*Exercise brief*
Please reproduce each of the entries below exactly as they appear.
***
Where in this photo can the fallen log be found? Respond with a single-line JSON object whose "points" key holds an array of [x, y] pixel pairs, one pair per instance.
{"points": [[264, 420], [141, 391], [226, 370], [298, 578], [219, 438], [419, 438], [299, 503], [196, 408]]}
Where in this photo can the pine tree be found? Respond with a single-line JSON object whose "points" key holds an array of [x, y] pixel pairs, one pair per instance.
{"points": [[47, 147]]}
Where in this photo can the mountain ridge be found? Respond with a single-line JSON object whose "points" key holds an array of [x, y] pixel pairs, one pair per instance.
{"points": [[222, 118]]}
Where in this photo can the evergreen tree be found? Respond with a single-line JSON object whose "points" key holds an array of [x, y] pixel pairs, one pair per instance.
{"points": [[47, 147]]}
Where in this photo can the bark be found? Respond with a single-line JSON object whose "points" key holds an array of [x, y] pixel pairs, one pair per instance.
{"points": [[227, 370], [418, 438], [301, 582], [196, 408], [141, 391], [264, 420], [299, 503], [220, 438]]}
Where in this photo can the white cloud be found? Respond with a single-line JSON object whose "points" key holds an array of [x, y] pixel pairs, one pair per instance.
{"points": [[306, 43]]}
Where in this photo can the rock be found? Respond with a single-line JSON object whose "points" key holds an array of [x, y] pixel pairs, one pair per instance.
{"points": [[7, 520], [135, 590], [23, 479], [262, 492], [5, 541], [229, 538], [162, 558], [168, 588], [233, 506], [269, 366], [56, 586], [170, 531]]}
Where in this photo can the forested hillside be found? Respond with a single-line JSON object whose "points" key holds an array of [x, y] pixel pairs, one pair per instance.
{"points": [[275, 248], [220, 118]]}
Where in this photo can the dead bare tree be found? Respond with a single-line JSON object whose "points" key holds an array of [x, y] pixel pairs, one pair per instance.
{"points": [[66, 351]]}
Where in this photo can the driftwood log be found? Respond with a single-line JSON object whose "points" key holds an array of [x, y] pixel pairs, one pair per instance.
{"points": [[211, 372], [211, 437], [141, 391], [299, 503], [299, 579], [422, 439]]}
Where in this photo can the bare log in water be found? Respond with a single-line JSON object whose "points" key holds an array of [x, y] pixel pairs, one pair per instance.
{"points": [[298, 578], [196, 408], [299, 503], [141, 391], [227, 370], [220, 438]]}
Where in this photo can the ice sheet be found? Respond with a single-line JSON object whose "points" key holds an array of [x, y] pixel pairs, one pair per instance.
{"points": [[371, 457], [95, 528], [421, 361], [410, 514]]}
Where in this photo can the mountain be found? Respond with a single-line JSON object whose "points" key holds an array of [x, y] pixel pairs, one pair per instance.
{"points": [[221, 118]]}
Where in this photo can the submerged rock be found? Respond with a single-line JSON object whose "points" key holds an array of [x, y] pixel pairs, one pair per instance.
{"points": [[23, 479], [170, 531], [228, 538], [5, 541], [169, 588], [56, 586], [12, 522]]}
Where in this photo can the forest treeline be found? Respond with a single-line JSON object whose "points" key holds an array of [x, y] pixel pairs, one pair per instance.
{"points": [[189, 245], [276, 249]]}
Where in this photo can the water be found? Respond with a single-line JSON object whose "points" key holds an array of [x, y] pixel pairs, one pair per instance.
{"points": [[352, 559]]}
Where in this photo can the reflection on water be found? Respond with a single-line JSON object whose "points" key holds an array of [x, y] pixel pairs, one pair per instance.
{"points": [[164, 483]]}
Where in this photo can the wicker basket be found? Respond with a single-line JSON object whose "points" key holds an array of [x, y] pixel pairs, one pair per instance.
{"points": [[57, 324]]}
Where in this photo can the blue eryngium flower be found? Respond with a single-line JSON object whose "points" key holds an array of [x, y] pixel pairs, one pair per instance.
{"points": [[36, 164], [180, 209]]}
***
*Answer to this task*
Where in this photo can the fallen log be found? Respond with a single-line JSON object whose "points" key holds an array of [x, y] pixel pairs, one pair per instance.
{"points": [[264, 420], [141, 391], [226, 370], [298, 578], [219, 438], [419, 438], [299, 503], [196, 408]]}
Where in this photo can the pine tree be found? Respond with a single-line JSON object whose "points" key holds an array of [x, y] pixel pairs, one pair per instance.
{"points": [[47, 147]]}
Where in this photo can the mountain ridge be found? Respond with a single-line JSON object whose "points" key holds an array of [x, y] pixel pairs, one pair per instance.
{"points": [[222, 118]]}
Where in this photo can the evergreen tree be found? Respond with a single-line JSON object whose "points" key holds an array of [x, y] pixel pairs, one pair per instance.
{"points": [[47, 147]]}
Where in this photo can the bark be found? Respond with a single-line JSON object whose "points" key holds an array of [x, y] pixel pairs, one pair per instance.
{"points": [[227, 370], [418, 438], [301, 582], [196, 408], [141, 391], [264, 420], [299, 503], [220, 438]]}
Where in this photo can the white cloud be found? Respond with a single-line JSON object whose "points" key holds an array of [x, y] pixel pairs, one pair per instance.
{"points": [[306, 43]]}
Where in this photo can the rock be found? Respond with a single-line JSON object whose "points" key holds an array of [x, y] pixel pairs, one pair per instance.
{"points": [[7, 520], [135, 590], [23, 479], [262, 492], [5, 541], [229, 538], [162, 558], [168, 588], [233, 506], [269, 366], [56, 586], [170, 531]]}
Where in this photo can the forested hillside be found? Respond with a single-line JSON object whose "points" key holds an array of [x, y] pixel pairs, one pair per instance.
{"points": [[275, 248], [220, 118]]}
Where in this photo can the dead bare tree be found? Respond with a single-line JSON object whose "points" key holds an array of [x, y] pixel pairs, one pair per instance.
{"points": [[66, 351]]}
Where in this photo can the driftwood log be found? Respond with a single-line JSON object whose "points" key holds an array of [x, y] pixel pairs, one pair per instance.
{"points": [[211, 372], [211, 437], [141, 391], [299, 503], [299, 579], [422, 439]]}
Where in this photo can the bare log in water be found? Respond with a single-line JSON object whose "points" key holds an array of [x, y] pixel pairs, one pair per instance.
{"points": [[298, 578], [196, 408], [299, 503], [141, 391], [227, 370], [220, 438]]}
Where in this photo can the ice sheet be found? Respond with a single-line JSON object whose "points" key holds an array of [x, y] pixel pairs, one pair per instance.
{"points": [[371, 457], [95, 528], [421, 361], [410, 514]]}
Where in this photo can the mountain be found? Respond with a single-line JSON object whose "points" key holds an array of [x, y] pixel pairs, one pair per instance.
{"points": [[221, 118]]}
Where in this photo can the submerged rock be found? Respond with a single-line JSON object whose "points" key holds an array of [x, y] pixel pairs, one pair per instance.
{"points": [[23, 479], [170, 531], [228, 538], [5, 541], [169, 588], [56, 586], [12, 522]]}
Where in this photo can the forest treeline be found? Respond with a single-line JSON object whose "points" key holds an array of [x, y] pixel pairs, one pair per instance.
{"points": [[189, 245], [276, 249]]}
Where in this photo can the water be found? Respond with a single-line JSON object whose "points" key holds an array of [x, y] pixel pairs, one pair per instance.
{"points": [[352, 559]]}
Where in this photo can the reflection on water be found? Respond with a single-line JSON object whose "points" key holds an array of [x, y] pixel pairs, one pair per instance.
{"points": [[164, 483]]}
Where in this photo can the wicker basket be found? Respond with a single-line JSON object whose "points" key holds an array of [x, y] pixel pairs, one pair per instance.
{"points": [[57, 324]]}
Where in this photo can the blue eryngium flower be found? Respond with a single-line JSON object whose "points" key holds an array of [x, y] pixel pairs, one pair per instance.
{"points": [[36, 164], [180, 209]]}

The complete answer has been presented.